Your instructions:
Copy the concert review of the String Fling show word for word.

String Fling w/ Four on the Floor String Quartet @ Rio Theatre -- 12/13/12

Even if you don't know them by name, there's a good chance you've seen some members of the Four on the Floor String Quartet playing live. As a group or individually, they've been a part of the Vancouver music scene for a while, playing with local artists like Adaline, The Belle Game, Kyprios, The Matinee, and many others, as well as having members of the quartet taking place in every Peak Performance Project as a part of various backing bands.
But they've decided to step into the spotlight and put on the first (of what I hope is many) String Fling, which saw members Hannah Epperson, Michelle Faehrmann, Tony Kastelic and Dougal McLean inviting some local acts to the Rio Theatre to play some of their own songs, with string accompaniment. And as someone who has always had a soft spot for strings in music, I was definitely interested to see how they came together with some of Vancouver's finest.

The show was broken into two halves, with each the performers playing a few songs and a steady flow of music with Four on the Floor performing between acts, with songs from their members or spoken word poetry over top of some strings arrangements. They opened the show with a songs before being joined by the first performer of the night, Ali Milner. With her gorgeous voice and jazzy piano, the strings blended really well with upbeat songs like the catchy "Waiting" and the dynamic "Fly".

Saved data entries:

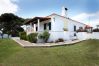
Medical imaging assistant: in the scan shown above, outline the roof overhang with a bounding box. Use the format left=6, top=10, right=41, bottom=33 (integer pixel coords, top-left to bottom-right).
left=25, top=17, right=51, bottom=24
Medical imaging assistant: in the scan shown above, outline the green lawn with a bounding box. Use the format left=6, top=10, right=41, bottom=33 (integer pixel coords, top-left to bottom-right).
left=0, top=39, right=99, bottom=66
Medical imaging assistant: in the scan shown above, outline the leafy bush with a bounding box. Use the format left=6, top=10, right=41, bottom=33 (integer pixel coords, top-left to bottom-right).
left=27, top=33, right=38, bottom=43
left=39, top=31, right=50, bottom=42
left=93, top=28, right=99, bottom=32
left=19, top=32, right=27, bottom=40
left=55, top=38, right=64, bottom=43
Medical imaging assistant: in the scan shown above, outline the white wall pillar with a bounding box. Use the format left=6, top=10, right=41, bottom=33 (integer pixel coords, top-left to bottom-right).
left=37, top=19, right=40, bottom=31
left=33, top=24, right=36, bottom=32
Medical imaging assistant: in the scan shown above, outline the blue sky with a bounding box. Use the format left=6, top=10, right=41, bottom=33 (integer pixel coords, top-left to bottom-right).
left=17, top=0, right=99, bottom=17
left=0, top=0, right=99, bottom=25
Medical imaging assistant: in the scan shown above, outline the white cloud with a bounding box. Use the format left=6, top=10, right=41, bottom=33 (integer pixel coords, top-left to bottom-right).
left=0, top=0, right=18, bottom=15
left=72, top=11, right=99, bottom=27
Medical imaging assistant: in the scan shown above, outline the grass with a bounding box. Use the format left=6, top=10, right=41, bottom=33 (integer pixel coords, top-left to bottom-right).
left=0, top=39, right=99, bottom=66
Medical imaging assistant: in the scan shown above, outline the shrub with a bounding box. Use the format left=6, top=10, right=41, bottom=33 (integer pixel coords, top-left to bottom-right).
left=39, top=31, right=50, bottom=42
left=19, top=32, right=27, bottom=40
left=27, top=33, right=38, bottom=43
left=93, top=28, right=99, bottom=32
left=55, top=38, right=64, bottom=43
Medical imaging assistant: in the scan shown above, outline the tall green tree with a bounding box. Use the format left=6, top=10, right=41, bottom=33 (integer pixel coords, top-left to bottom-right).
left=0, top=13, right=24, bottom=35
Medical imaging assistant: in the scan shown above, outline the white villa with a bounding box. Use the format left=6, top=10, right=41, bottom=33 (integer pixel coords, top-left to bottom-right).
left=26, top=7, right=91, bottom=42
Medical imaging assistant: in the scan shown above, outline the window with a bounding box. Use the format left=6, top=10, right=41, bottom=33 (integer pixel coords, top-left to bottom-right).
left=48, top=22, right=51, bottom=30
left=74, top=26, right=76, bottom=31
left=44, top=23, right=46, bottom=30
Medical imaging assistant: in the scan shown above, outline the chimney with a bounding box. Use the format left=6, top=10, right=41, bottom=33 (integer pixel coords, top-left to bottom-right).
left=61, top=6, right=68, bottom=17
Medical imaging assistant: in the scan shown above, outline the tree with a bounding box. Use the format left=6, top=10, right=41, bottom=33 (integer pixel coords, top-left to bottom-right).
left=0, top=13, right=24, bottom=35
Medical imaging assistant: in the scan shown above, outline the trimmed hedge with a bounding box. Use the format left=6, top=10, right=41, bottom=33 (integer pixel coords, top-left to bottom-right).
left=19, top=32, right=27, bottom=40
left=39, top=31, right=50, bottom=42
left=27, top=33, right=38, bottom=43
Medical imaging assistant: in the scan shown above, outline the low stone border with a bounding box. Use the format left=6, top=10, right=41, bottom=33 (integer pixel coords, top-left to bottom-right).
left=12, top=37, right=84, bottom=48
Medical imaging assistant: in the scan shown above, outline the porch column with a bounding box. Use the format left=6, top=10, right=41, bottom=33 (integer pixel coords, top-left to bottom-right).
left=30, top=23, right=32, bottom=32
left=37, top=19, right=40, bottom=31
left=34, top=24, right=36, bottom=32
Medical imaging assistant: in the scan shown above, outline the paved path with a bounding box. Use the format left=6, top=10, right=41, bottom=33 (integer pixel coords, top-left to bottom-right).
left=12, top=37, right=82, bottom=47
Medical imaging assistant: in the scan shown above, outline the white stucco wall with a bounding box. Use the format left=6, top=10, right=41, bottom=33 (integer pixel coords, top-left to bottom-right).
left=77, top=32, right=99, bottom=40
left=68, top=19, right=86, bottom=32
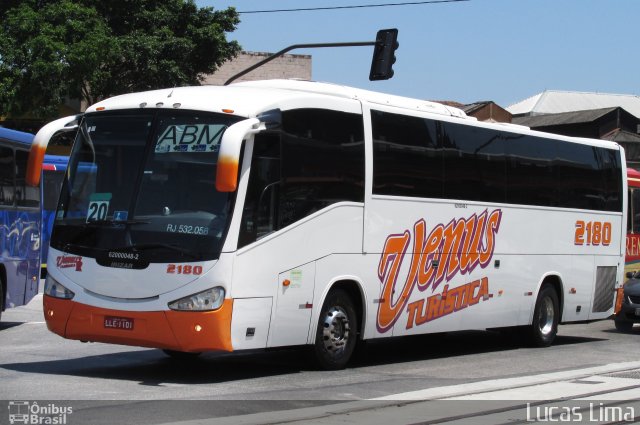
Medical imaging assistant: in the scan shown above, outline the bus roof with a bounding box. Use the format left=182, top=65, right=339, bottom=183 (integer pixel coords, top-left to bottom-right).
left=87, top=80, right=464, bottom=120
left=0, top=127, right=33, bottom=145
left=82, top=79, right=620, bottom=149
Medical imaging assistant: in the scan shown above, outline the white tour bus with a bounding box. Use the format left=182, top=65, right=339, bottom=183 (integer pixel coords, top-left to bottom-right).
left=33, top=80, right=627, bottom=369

Answer box:
String Fling w/ Four on the Floor String Quartet @ Rio Theatre -- 12/13/12

Even if you don't know them by name, there's a good chance you've seen some members of the Four on the Floor String Quartet playing live. As a group or individually, they've been a part of the Vancouver music scene for a while, playing with local artists like Adaline, The Belle Game, Kyprios, The Matinee, and many others, as well as having members of the quartet taking place in every Peak Performance Project as a part of various backing bands.
But they've decided to step into the spotlight and put on the first (of what I hope is many) String Fling, which saw members Hannah Epperson, Michelle Faehrmann, Tony Kastelic and Dougal McLean inviting some local acts to the Rio Theatre to play some of their own songs, with string accompaniment. And as someone who has always had a soft spot for strings in music, I was definitely interested to see how they came together with some of Vancouver's finest.

The show was broken into two halves, with each the performers playing a few songs and a steady flow of music with Four on the Floor performing between acts, with songs from their members or spoken word poetry over top of some strings arrangements. They opened the show with a songs before being joined by the first performer of the night, Ali Milner. With her gorgeous voice and jazzy piano, the strings blended really well with upbeat songs like the catchy "Waiting" and the dynamic "Fly".